• _Problem details_
Please repeat exactly, and only, the lines from the one containing "thinking out loud" through the end of the records below, with no pictures.

Collected data:
>>>>>
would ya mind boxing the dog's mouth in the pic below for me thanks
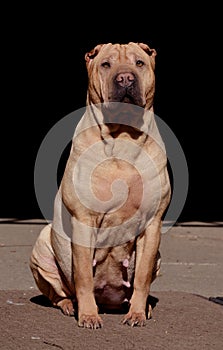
[109,89,145,108]
[121,94,135,104]
[105,95,136,110]
[106,89,146,111]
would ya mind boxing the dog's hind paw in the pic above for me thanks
[57,298,75,316]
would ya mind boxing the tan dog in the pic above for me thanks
[30,42,171,328]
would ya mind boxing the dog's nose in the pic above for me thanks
[115,72,135,88]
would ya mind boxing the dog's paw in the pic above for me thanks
[57,298,75,316]
[122,311,147,327]
[78,314,103,329]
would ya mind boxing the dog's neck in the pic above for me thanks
[73,102,166,157]
[85,102,154,156]
[87,102,154,133]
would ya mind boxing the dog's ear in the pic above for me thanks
[137,42,157,57]
[85,44,104,66]
[137,43,157,69]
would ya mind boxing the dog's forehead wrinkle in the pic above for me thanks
[100,44,136,64]
[101,44,121,57]
[101,54,119,64]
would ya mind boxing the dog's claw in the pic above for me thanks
[78,315,103,329]
[147,304,152,320]
[122,312,146,327]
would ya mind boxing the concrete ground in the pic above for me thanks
[0,220,222,349]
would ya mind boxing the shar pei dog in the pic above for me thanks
[30,42,171,328]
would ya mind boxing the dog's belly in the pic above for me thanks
[94,285,127,308]
[93,247,135,308]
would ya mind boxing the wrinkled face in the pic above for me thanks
[85,42,157,111]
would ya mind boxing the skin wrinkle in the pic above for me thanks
[30,42,171,328]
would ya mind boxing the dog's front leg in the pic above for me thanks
[72,243,103,329]
[123,219,161,326]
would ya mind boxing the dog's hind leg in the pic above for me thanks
[30,224,75,316]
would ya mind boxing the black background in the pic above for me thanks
[2,5,222,222]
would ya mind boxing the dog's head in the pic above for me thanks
[85,42,157,111]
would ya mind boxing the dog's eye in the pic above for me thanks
[136,60,144,67]
[101,61,111,68]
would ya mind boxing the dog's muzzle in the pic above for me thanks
[108,70,144,107]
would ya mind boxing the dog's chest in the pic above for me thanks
[74,144,160,216]
[69,135,163,247]
[91,157,143,215]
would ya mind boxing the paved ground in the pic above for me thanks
[0,220,222,349]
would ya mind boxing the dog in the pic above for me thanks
[30,42,171,329]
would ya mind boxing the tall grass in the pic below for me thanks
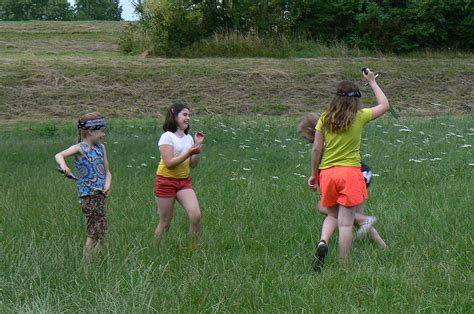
[119,26,380,58]
[1,115,472,311]
[179,32,380,58]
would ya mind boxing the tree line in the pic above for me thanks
[0,0,122,21]
[123,0,473,55]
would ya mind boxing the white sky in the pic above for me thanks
[67,0,139,21]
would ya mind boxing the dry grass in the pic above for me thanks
[0,21,472,120]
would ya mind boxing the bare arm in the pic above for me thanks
[190,132,205,168]
[160,144,201,168]
[308,130,324,191]
[54,144,81,176]
[102,145,112,195]
[363,68,389,120]
[190,153,200,168]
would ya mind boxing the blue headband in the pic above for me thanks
[77,118,107,130]
[336,90,362,98]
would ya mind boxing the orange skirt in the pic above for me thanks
[319,166,368,207]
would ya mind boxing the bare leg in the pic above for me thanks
[354,202,369,225]
[154,196,175,245]
[320,201,366,230]
[338,204,359,264]
[176,189,201,251]
[313,204,338,272]
[368,227,387,249]
[320,205,338,243]
[83,237,102,264]
[355,203,386,248]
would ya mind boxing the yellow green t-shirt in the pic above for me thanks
[315,108,372,169]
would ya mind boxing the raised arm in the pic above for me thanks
[190,131,205,168]
[54,144,81,177]
[363,68,389,120]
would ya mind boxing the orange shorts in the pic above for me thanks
[319,166,368,207]
[154,175,193,197]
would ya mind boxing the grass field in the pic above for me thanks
[1,115,473,312]
[1,20,473,312]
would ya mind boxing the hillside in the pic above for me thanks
[0,21,472,119]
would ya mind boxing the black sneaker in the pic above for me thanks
[312,240,329,272]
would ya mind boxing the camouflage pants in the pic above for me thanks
[79,193,107,240]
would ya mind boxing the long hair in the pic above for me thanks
[322,81,362,133]
[298,112,319,143]
[162,102,190,134]
[77,112,104,143]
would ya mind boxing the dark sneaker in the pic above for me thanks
[313,240,329,272]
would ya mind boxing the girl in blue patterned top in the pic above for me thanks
[55,112,112,261]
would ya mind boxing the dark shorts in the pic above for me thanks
[79,193,107,240]
[154,175,193,197]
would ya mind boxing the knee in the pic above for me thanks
[160,217,173,229]
[189,208,201,224]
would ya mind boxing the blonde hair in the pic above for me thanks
[322,81,362,133]
[77,112,104,142]
[298,112,319,143]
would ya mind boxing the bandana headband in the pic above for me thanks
[336,90,362,98]
[77,118,107,130]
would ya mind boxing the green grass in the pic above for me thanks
[1,115,473,312]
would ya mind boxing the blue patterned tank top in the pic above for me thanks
[75,143,106,197]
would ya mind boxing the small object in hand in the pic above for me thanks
[57,167,78,180]
[361,67,369,75]
[364,74,379,86]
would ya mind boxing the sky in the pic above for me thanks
[67,0,139,21]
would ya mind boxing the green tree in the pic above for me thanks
[75,0,122,20]
[0,0,73,21]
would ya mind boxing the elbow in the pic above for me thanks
[163,160,174,168]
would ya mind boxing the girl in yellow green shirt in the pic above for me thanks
[308,68,390,270]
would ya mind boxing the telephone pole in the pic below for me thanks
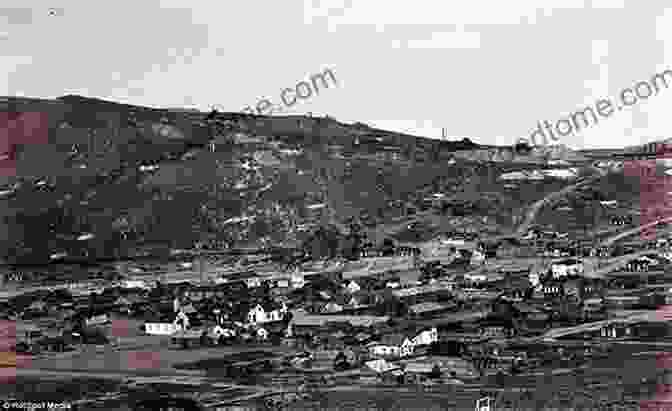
[195,241,205,284]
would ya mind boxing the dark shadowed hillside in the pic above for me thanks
[0,95,590,265]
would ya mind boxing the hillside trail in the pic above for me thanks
[513,164,611,238]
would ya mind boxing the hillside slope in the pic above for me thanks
[0,95,587,264]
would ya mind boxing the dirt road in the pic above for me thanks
[515,171,606,237]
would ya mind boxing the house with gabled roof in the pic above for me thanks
[247,301,288,324]
[410,327,438,346]
[344,280,361,294]
[368,333,415,359]
[368,327,437,359]
[550,258,584,278]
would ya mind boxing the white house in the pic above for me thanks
[550,259,584,279]
[385,280,401,289]
[410,327,438,346]
[365,359,400,374]
[368,335,415,358]
[320,302,344,314]
[242,277,263,288]
[139,164,159,172]
[441,237,467,247]
[121,280,149,290]
[85,314,110,327]
[256,327,269,341]
[369,329,437,359]
[275,278,291,288]
[465,273,487,283]
[174,310,190,330]
[145,322,181,336]
[541,168,578,180]
[209,325,236,340]
[145,310,190,336]
[470,250,486,266]
[290,274,306,289]
[247,302,288,324]
[344,280,362,294]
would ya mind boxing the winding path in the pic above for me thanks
[514,168,608,237]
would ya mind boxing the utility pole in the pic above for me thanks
[195,241,205,284]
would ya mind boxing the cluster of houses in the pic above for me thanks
[7,222,672,387]
[367,327,438,358]
[611,215,634,226]
[0,233,529,379]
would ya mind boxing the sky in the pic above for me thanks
[1,1,672,149]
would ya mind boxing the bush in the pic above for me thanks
[333,351,350,371]
[429,364,442,379]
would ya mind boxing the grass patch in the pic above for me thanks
[174,350,277,370]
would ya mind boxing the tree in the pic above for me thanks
[87,292,97,308]
[333,351,349,371]
[514,141,532,155]
[377,295,407,317]
[200,331,210,347]
[339,235,358,260]
[495,370,507,387]
[303,225,342,260]
[429,364,442,379]
[381,238,395,256]
[205,108,219,121]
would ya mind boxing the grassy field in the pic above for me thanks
[174,350,279,371]
[28,337,294,373]
[9,343,671,409]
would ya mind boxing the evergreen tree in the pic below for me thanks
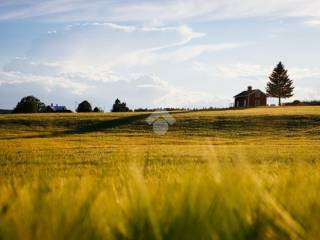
[266,62,294,106]
[111,98,131,112]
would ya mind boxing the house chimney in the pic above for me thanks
[248,86,252,91]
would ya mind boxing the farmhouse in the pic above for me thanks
[234,86,267,108]
[49,103,67,112]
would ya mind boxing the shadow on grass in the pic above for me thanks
[0,114,150,140]
[2,113,320,140]
[66,114,150,134]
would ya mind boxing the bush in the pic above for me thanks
[13,96,45,113]
[76,101,92,112]
[284,100,320,106]
[93,107,103,113]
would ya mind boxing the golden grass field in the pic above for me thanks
[1,106,320,239]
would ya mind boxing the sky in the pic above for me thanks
[1,0,320,111]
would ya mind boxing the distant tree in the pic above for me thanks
[93,107,103,112]
[111,98,131,112]
[76,101,92,112]
[266,62,294,106]
[13,96,45,113]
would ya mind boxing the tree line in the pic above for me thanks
[13,97,131,113]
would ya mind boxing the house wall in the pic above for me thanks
[260,94,267,106]
[235,92,267,108]
[235,97,248,108]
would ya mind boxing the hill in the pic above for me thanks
[0,106,320,239]
[0,109,12,114]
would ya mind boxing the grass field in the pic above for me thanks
[1,106,320,239]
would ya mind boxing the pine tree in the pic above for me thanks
[266,62,294,106]
[111,98,131,112]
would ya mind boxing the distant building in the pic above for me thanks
[234,86,267,108]
[49,103,67,112]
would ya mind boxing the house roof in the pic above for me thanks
[53,106,66,111]
[234,89,265,98]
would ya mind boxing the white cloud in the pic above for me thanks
[0,0,93,21]
[119,73,228,108]
[2,2,320,109]
[113,0,320,22]
[28,21,213,68]
[193,62,320,80]
[0,17,247,109]
[162,43,244,62]
[290,67,320,79]
[0,71,91,95]
[129,74,169,89]
[64,22,137,32]
[2,0,320,23]
[294,87,320,101]
[106,42,243,68]
[4,58,62,76]
[0,58,229,108]
[47,30,57,34]
[193,62,270,79]
[154,88,229,108]
[63,22,205,50]
[42,21,241,68]
[304,19,320,26]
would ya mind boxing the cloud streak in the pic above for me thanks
[1,0,320,23]
[63,22,206,51]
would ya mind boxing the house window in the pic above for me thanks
[255,99,260,106]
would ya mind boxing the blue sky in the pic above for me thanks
[1,0,320,110]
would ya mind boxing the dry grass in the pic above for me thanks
[1,106,320,239]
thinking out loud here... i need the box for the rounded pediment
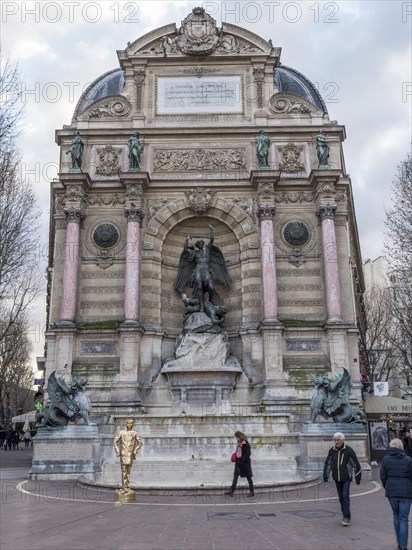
[123,8,273,57]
<<<<<
• _Response_
thinking out loud here... i need the box for the rounded pediment
[123,8,273,57]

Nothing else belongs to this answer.